— begin —
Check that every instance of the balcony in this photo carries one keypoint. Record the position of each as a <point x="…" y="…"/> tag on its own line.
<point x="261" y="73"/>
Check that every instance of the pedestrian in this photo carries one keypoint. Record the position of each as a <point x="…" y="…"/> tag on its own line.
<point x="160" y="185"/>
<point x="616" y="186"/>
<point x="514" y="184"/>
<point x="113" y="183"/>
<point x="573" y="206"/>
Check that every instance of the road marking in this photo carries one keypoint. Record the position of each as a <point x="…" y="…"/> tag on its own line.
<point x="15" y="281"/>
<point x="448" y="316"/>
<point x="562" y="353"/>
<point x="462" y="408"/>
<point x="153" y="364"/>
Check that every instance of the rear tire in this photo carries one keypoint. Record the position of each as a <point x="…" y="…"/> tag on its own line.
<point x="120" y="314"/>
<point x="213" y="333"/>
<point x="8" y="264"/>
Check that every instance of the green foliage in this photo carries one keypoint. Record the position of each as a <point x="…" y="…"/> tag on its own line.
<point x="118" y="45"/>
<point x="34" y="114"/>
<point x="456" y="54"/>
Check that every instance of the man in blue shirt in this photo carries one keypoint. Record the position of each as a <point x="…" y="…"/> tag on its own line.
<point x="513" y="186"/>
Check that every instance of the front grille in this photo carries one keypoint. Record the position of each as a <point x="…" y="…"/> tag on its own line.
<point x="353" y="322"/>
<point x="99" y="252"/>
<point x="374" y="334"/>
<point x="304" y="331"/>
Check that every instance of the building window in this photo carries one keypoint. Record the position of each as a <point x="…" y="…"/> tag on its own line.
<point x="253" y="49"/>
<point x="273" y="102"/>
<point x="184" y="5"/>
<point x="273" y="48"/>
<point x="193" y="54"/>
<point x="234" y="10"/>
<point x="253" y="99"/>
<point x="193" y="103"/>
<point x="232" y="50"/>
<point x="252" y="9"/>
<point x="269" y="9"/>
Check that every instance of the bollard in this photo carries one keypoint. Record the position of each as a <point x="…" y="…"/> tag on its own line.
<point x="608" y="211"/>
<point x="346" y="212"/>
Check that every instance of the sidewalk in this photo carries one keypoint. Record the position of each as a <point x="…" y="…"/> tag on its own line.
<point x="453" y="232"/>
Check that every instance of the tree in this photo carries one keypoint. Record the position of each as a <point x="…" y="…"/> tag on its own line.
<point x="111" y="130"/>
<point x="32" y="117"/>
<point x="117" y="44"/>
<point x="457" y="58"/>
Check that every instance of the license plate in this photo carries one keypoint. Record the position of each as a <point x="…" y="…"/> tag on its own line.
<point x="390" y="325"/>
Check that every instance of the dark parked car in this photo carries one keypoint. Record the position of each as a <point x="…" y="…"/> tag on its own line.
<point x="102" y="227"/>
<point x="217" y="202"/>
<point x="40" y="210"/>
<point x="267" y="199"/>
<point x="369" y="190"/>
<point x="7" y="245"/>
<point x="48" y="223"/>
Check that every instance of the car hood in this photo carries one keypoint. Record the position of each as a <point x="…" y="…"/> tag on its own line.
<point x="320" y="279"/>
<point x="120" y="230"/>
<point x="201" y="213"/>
— end —
**Exercise description**
Set all of the entries down again, exactly as they were given.

**Exercise response**
Check that every instance of the balcony in this photo carries one keypoint. Record the position of each as a <point x="…" y="…"/> tag on its own line.
<point x="261" y="73"/>
Check that every instance of the pedestrian in this photo carries one keypoint. Record the position of each as a <point x="…" y="…"/> tag on its own line.
<point x="160" y="185"/>
<point x="616" y="186"/>
<point x="514" y="184"/>
<point x="113" y="183"/>
<point x="573" y="206"/>
Check that every instance of the road marking in this photo carries one keypoint. Record the position of each as a <point x="…" y="…"/> tag on its own line.
<point x="15" y="281"/>
<point x="448" y="316"/>
<point x="562" y="353"/>
<point x="462" y="408"/>
<point x="153" y="364"/>
Check that every instance of the rear tire in this photo carries one keypoint. Record the position of each as a <point x="…" y="…"/> tag on its own line.
<point x="120" y="314"/>
<point x="213" y="333"/>
<point x="8" y="264"/>
Check that every instance of the green foliage in this photo carries one keypoint. Record the position of each as a <point x="…" y="…"/> tag on its own line.
<point x="118" y="45"/>
<point x="34" y="114"/>
<point x="456" y="54"/>
Check that every instance of the man in blue shirt in this photo carries one keypoint. Record the position of each as a <point x="…" y="…"/> tag on its own line.
<point x="513" y="186"/>
Check that every instance of the front grille in this photo carries one keypoint. Record the position of each as a <point x="…" y="…"/> tag on its own line.
<point x="353" y="322"/>
<point x="99" y="252"/>
<point x="374" y="334"/>
<point x="304" y="331"/>
Check that every instance of the building window in this photo carries one keypoint. Record the position of each as a <point x="…" y="…"/> tag on its own line.
<point x="253" y="49"/>
<point x="273" y="102"/>
<point x="184" y="5"/>
<point x="273" y="48"/>
<point x="193" y="54"/>
<point x="234" y="10"/>
<point x="253" y="99"/>
<point x="193" y="103"/>
<point x="232" y="50"/>
<point x="252" y="9"/>
<point x="269" y="9"/>
Check that every instance of the bollard in this photo carries one keypoint. Record the position of each as a <point x="…" y="…"/> tag on its own line.
<point x="608" y="211"/>
<point x="346" y="212"/>
Check that every instance of the sidewalk in this photo carries one keypoint. Record the position of each as a <point x="…" y="…"/> tag on its own line.
<point x="453" y="232"/>
Check that every instance of the tree in this photo carries one keypoint. Record the position of each as a <point x="…" y="…"/> tag on its own line.
<point x="111" y="130"/>
<point x="32" y="117"/>
<point x="117" y="44"/>
<point x="457" y="58"/>
Check that every instance of the license plate in this photo carries one keypoint. Record the position of each as a <point x="…" y="…"/> tag on its own line.
<point x="390" y="325"/>
Check that every instance of the dark parked car in this photo carries one keypoint. Record the position of each as a <point x="…" y="…"/> tag on its own line.
<point x="102" y="227"/>
<point x="217" y="202"/>
<point x="40" y="210"/>
<point x="267" y="199"/>
<point x="369" y="190"/>
<point x="7" y="245"/>
<point x="48" y="223"/>
Check that every instance of the car hood in this photo carries one keypoint. Record the position of each as a <point x="…" y="…"/> tag on its own line.
<point x="320" y="279"/>
<point x="120" y="230"/>
<point x="201" y="213"/>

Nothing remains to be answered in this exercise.